#### PROVIDED TEXT:
▼▼▼
An active developer has just uncovered code that refers to a "paid blue badge" and a new subscription offering. According to newly discovered code references, Instagram may be working on a paid verification function, mirroring Twitter's implementation of a similar system under Elon Musk. Even in the most recent version of the Facebook app, there is a similar mention, suggesting that, should the development of the product continue, paid verification will be available across all of Meta's platforms.
Alessandro Paluzzi, a developer and reverse engineer made the finding. He had made similar discoveries in the past, including the in-app scheduling tool Instagram released in November and the newer QR code sharing tools before they were made available to the public. In addition to Candid Challenges on Instagram and things in development on Twitter, he often comes across additional internal prototypes.
Did Instagram Confirm The Code?
▲▲▲
#### GIVEN DATA:
▼▼▼
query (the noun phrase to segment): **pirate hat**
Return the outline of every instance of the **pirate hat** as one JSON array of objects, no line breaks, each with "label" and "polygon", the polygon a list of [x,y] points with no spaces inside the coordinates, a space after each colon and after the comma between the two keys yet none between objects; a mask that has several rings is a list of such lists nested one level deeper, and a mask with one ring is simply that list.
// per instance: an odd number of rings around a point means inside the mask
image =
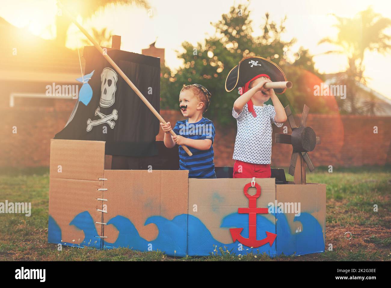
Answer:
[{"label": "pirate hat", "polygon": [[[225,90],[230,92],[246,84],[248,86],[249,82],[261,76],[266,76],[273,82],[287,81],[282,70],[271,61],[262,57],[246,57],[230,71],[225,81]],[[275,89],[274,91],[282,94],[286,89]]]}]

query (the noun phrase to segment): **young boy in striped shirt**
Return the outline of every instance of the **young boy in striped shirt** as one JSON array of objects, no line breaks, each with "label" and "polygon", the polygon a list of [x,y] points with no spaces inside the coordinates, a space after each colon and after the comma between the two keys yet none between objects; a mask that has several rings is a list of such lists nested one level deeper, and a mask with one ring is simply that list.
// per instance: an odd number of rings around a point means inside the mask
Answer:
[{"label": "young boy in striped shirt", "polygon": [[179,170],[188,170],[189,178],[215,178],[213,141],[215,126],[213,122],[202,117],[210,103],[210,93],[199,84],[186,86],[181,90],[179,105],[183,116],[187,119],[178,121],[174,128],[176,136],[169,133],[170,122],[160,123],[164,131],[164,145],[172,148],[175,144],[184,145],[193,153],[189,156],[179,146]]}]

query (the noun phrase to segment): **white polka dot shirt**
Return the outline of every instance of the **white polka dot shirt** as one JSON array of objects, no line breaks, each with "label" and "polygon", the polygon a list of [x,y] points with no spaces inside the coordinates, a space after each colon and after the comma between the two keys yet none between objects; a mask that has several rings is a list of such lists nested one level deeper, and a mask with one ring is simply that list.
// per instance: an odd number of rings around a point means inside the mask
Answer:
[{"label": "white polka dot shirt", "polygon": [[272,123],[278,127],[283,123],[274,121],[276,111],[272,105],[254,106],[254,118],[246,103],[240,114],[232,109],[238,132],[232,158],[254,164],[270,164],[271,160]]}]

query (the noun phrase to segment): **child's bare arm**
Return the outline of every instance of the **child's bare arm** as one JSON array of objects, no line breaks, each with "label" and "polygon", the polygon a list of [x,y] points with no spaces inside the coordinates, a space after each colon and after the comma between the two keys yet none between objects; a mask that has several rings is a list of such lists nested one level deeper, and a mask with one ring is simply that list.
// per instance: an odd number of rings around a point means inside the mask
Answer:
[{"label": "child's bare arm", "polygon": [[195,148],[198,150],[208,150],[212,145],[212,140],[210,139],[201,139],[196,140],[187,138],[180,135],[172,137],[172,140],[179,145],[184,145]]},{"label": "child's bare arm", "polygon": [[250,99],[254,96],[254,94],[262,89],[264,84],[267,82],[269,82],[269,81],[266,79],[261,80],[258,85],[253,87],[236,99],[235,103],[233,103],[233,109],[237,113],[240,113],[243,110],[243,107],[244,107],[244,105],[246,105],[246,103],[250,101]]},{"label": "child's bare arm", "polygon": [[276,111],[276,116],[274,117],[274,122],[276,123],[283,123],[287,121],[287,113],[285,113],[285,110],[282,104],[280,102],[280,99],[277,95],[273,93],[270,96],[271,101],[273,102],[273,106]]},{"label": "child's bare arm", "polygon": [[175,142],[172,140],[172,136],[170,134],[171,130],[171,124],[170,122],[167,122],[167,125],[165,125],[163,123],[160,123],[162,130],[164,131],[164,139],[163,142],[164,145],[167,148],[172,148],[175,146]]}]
▲▲▲
▼▼▼
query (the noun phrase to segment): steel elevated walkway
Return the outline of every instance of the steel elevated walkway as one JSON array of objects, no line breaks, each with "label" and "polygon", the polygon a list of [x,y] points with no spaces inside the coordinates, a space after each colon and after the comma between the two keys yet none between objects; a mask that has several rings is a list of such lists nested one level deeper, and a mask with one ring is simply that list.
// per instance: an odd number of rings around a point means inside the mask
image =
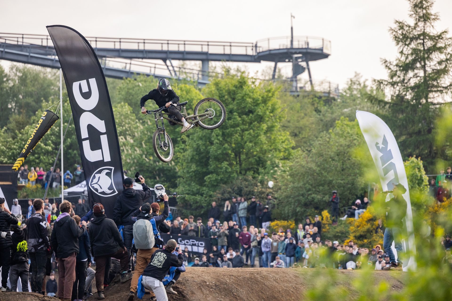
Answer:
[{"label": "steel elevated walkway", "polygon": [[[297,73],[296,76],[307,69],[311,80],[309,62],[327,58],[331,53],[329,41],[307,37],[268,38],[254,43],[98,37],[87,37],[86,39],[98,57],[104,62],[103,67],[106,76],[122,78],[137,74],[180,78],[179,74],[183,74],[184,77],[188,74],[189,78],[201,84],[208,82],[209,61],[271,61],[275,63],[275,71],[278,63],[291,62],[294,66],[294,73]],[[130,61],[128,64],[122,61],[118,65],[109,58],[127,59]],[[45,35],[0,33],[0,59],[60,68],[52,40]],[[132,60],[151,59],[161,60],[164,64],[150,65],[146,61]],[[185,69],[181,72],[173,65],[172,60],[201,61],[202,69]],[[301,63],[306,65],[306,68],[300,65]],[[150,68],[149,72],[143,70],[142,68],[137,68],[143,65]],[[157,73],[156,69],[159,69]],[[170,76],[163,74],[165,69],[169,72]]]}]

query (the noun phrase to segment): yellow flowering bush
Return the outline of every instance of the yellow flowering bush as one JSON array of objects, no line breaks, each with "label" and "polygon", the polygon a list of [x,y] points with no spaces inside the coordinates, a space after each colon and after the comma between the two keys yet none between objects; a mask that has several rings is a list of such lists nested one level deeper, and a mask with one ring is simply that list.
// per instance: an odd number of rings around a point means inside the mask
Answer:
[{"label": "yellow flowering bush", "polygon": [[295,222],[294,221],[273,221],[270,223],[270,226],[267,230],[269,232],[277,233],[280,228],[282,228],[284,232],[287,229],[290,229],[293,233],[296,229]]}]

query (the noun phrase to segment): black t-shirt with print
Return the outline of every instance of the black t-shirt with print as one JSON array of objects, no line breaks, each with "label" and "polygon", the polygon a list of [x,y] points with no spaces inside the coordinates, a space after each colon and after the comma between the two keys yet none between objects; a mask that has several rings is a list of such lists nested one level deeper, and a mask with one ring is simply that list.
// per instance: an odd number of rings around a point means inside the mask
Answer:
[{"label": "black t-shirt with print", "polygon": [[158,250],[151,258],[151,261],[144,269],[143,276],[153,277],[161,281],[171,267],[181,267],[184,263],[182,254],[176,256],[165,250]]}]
▲▲▲
#### TASKS:
(1) Which social media apps does the article on Instagram's paid verification mention by name?
(2) Can you carry on the article on Instagram's paid verification from the point where it stops?

#### EXERCISE ANSWERS:
(1) Instagram, Twitter, Facebook

(2)
While Instagram usually issues a statement when one of its smaller tests or prototypes is uncovered, the business decided to remain silent on this occasion.
But considering Paluzzi's past, it's interesting to speculate on the possible motivations behind Instagram's current consideration of getting paid to get verified on Instagram.
The developer said he discovered other references to a previously unmentioned subscription offer. He pointed out that similar concerns could be found in a recent version of the Facebook program.
However, Paluzzi did warn that apart from these minor code references, nothing is now apparent in the app itself, so we can only conjecture about the paid verification on Instagram until more is revealed.
Instagram’s Current Verification System
Instagram's verification system has been criticized for being too automated, difficult to understand, and arbitrary. Despite Instagram CEO Adam Mosseri's pledge that account verification would be a priority of development in 2020, the system has mostly stayed the same since it allowed users to request verification in 2018.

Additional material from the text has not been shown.